### Excerpt:
* * *
Myanmar’s western state of Arakan (Rakhine) is again burning. In
Mrauk-U, the former capital of the independent kingdom of Arakan,
hundreds of young Rakhine Buddhist men were on the march: packed on the
backs of pickups, on motorcycles, on trishaws, tuk-tuks and bicycles,
but mostly on foot.
They carried spears, swords, cleavers, bamboo staves, slingshots,
crossbows and the occasional petrol bomb. Their target: the unarmed
Rohingya Muslims. As the Economist (dated Nov. 3, 2012) of the UK noted,
one Buddhist terrorist tugged at an imaginary beard and made a grisly
throat-cutting gesture.
Sadly, Mrauk-U is not the only town where Rohingya Muslims are facing a
genocidal campaign at the hands of Rakhine terrorists. From the reports
collected inside Myanmar, there is little doubt that the Rakhine
Buddhist terrorists, aided by local and central government politicians,
police and security forces, are carrying out a pre-meditated genocidal
campaign to exterminate and drive out every Rohingya of Burma (Myanmar).
So atrocious and criminal this campaign is even the president of
Myanmar, who had previously tried to hide such targeted violence, had to
admit on Friday, October 26 (as reported in the pro-government
newspaper the New Light of Myanmar) that eight mosques (Muslim houses of
worship) and 2,000 of Rohingya homes were torched to completely destroy
these. His spokesman told the BBC this weekend that "there have been
incidents of whole villages and parts of the towns being burnt down in
Rakhine state." The actual facts and figures, however, are much worse!
It is feared that in the last week of October at least 5,000 Rohingya
homes were burned to ashes. Satellite imagery shows the utter
destruction of a Muslim quarter of the coastal town of Kyaukphyu, from
where oil-and-gas pipelines are to cross Myanmar to China. In this
latest genocidal campaign, the Muslim villages and localities in
townships are cordoned off and fire bombed. Anyone trying to escape from
their burned homes is shot dead by the Rakhine Buddhist terrorists and
their patrons within the government. Racist Rakhine politicians and
monks are creating an environment of racial/religious hatred and
intolerance which justifies all types of violence against the unarmed
Rohingya population. Many Rohingyas have, therefore, tried to escape to
the forest or the open seas, only to be hunted down there, too. Last
week, dozens died when their boats sank in the Bay of Bengal. Others are
forced to sneak out to Bangladesh.
* * *
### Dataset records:
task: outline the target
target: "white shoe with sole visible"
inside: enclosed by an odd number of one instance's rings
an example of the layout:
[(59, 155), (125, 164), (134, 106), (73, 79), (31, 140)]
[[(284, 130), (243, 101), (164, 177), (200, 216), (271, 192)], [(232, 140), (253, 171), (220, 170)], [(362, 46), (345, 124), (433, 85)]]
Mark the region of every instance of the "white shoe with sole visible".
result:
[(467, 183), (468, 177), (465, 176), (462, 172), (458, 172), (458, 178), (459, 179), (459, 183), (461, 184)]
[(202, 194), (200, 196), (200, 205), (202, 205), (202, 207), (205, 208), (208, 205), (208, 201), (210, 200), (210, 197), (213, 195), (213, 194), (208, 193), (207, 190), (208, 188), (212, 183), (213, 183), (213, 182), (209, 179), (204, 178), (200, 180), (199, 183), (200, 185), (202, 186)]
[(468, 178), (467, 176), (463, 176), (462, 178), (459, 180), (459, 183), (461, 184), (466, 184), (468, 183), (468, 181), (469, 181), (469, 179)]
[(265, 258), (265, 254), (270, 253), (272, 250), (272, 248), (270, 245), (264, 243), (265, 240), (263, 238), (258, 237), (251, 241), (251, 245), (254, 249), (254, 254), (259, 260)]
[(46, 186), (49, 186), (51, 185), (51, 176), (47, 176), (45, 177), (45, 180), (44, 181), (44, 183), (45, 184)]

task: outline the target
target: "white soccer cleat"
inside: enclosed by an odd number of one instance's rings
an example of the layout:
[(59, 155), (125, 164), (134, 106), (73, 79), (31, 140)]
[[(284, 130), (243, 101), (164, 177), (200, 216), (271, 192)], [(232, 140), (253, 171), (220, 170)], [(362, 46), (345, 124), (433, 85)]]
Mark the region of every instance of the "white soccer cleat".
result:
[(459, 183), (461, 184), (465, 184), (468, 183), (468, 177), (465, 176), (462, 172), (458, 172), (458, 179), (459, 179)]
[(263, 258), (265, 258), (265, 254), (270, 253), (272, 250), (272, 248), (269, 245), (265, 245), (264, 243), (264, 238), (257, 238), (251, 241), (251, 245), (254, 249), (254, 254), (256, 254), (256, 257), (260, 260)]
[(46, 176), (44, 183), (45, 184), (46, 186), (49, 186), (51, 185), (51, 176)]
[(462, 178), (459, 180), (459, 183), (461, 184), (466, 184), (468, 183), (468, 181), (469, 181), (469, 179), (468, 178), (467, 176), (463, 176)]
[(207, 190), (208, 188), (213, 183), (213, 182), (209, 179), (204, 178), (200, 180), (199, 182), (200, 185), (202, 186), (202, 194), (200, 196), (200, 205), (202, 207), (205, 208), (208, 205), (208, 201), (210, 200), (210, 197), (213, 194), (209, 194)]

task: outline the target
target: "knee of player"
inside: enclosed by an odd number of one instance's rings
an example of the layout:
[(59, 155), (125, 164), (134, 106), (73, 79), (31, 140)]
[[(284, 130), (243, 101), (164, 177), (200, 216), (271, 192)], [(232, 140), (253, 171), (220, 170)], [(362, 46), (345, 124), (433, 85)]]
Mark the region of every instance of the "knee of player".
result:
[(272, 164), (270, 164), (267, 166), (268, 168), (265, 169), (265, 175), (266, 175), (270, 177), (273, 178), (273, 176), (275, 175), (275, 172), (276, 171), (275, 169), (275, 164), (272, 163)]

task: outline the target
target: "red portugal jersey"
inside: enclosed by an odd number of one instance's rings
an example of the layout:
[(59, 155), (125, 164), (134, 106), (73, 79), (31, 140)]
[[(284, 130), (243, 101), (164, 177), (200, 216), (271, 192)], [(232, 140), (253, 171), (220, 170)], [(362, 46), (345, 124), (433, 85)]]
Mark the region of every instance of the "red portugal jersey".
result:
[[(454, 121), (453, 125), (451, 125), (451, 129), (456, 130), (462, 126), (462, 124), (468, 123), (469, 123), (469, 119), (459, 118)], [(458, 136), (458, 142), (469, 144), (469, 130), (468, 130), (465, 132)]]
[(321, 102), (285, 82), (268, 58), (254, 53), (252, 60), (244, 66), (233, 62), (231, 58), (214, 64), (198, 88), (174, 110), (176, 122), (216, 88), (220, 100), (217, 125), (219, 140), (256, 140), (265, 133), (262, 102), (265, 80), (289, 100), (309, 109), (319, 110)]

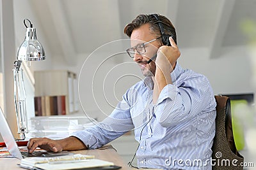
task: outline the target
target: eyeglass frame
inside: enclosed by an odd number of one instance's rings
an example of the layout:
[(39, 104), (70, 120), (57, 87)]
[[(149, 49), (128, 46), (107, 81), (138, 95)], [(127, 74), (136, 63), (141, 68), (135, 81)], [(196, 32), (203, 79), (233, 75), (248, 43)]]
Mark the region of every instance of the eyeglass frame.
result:
[[(145, 48), (145, 46), (146, 45), (147, 45), (147, 44), (149, 44), (149, 43), (152, 43), (152, 42), (153, 42), (153, 41), (156, 41), (156, 40), (157, 40), (157, 39), (159, 39), (160, 38), (162, 38), (162, 36), (160, 36), (160, 37), (159, 37), (159, 38), (155, 38), (155, 39), (152, 39), (152, 40), (150, 40), (150, 41), (148, 41), (148, 42), (146, 42), (146, 43), (144, 43), (138, 44), (138, 45), (136, 45), (136, 46), (132, 46), (132, 47), (131, 47), (131, 48), (128, 48), (127, 50), (126, 50), (126, 52), (128, 53), (129, 56), (131, 58), (132, 58), (132, 59), (134, 58), (134, 56), (132, 57), (132, 55), (130, 54), (129, 50), (130, 50), (131, 49), (133, 50), (134, 52), (135, 52), (135, 50), (136, 50), (136, 51), (137, 52), (137, 53), (138, 53), (138, 54), (140, 54), (140, 55), (145, 54), (145, 53), (146, 53), (146, 48)], [(140, 53), (140, 52), (138, 52), (136, 48), (137, 48), (139, 45), (140, 45), (140, 46), (142, 45), (143, 47), (144, 48), (144, 51), (145, 51), (145, 52), (144, 52), (143, 53)]]

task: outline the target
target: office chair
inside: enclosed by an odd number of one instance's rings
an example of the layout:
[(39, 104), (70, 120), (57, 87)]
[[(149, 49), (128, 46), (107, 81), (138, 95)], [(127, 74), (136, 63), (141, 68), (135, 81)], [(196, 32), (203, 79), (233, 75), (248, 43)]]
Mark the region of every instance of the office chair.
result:
[(212, 170), (243, 169), (241, 165), (244, 158), (238, 153), (234, 139), (230, 99), (226, 96), (214, 97), (217, 106), (216, 134), (212, 147)]

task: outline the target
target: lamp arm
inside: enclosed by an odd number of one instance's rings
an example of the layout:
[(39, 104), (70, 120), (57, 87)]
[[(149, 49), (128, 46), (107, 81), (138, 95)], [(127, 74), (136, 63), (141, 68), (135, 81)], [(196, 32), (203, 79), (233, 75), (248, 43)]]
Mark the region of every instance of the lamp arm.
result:
[(28, 132), (27, 104), (25, 86), (23, 78), (23, 70), (20, 68), (21, 60), (15, 60), (14, 62), (14, 103), (15, 106), (18, 133), (20, 134), (20, 139), (25, 138), (24, 133)]

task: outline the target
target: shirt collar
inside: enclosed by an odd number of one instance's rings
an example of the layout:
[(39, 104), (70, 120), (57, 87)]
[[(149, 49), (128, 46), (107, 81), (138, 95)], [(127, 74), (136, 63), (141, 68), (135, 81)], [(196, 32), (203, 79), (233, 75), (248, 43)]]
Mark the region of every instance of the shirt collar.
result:
[[(174, 70), (171, 73), (172, 81), (173, 83), (176, 82), (176, 80), (179, 78), (182, 72), (184, 72), (184, 69), (179, 64), (178, 62), (177, 62)], [(144, 79), (144, 84), (149, 89), (153, 89), (154, 81), (150, 76), (147, 76)]]

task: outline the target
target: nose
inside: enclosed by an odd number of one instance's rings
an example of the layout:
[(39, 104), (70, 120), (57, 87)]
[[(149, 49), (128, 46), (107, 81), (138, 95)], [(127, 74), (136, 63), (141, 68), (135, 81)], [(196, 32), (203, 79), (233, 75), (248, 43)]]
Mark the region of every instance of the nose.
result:
[(137, 52), (134, 53), (134, 57), (133, 58), (133, 60), (135, 62), (138, 62), (139, 60), (141, 60), (143, 57), (141, 54), (140, 54)]

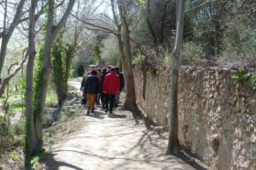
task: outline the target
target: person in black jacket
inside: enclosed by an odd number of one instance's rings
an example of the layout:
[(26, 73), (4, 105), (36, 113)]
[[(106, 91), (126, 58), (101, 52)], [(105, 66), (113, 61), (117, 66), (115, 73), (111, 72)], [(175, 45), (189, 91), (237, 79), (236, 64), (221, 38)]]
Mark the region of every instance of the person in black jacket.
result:
[(100, 92), (100, 80), (97, 77), (97, 71), (95, 68), (92, 69), (91, 74), (85, 80), (84, 93), (87, 96), (87, 114), (90, 114), (90, 110), (92, 113), (94, 111), (94, 104), (95, 97)]
[(100, 83), (100, 100), (101, 102), (102, 107), (105, 108), (106, 105), (106, 94), (103, 92), (103, 82), (106, 75), (107, 75), (107, 70), (106, 68), (102, 69), (102, 73), (100, 75), (101, 77), (101, 81)]
[(120, 91), (117, 92), (115, 96), (115, 102), (114, 105), (116, 107), (118, 107), (118, 103), (119, 103), (119, 97), (120, 97), (120, 93), (122, 92), (122, 89), (124, 87), (124, 74), (121, 72), (119, 72), (119, 68), (116, 66), (116, 74), (119, 76), (119, 80), (120, 80)]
* * *
### Task set:
- 1) Which weapons does the Arakan article say the marching men carried?
- 2) Answer these about the Arakan article:
(a) Which newspaper reported the president's admission on October 26?
(b) How many mosques did the president admit were torched?
(c) In what body of water did boats sink last week?
- 3) Continue the Arakan article after its final sentence.
These items have no connection to the Arakan article.

### Responses for each task:
- 1) Spears, swords, cleavers, bamboo staves, slingshots, crossbows, petrol bombs

- 2)
(a) The New Light of Myanmar
(b) Eight
(c) The Bay of Bengal

- 3)
Denied entry, many have ended up in squalid camps in Sittwe (Akyab) to
join others who have been confined there since early June. Dozens of
Rohingya girls were also kidnapped by the Rakhine terrorists to use rape
and kidnap as weapons of war to terrorize the Rohingya populace.
It is an all out extermination campaign against the Rohingyas of
Myanmar. In a statement dated Thursday, October 25, Ashok Nigam, a
United Nations official in Myanmar, said, "The UN is alarmed by reports
of displacements and destruction.” He said that access to all affected
people is critical and appealed for immediate and unconditional access
to all communities in accordance with humanitarian principles.
As I have pointed out earlier in my speeches and writings, the Myanmar
government wants to hide its heinous crimes against the Rohingya people
and, thus, have not allowed access of the international media, NGOs, aid
groups and even the UN to the troubled region to investigate, monitor
and assess the scale of the violence. Since the elimination of the
Rohingya people one way or another is the declared state objective, no
aid has reached from the Myanmar government agencies to the Muslim
victims. And what is worse, even the relief materials sent from the OIC
and the Islamic Relief have not reached the intended Rohingya victims.
Less than 10% of such aids have trickled down to the victims. The
Myanmar government, thanks to the state-managed protests and
demonstrations in October by racist Buddhists that included monks, has
also barred the OIC and Muslim relief agencies from opening offices
inside the Rakhine state to help the Rohingya victims.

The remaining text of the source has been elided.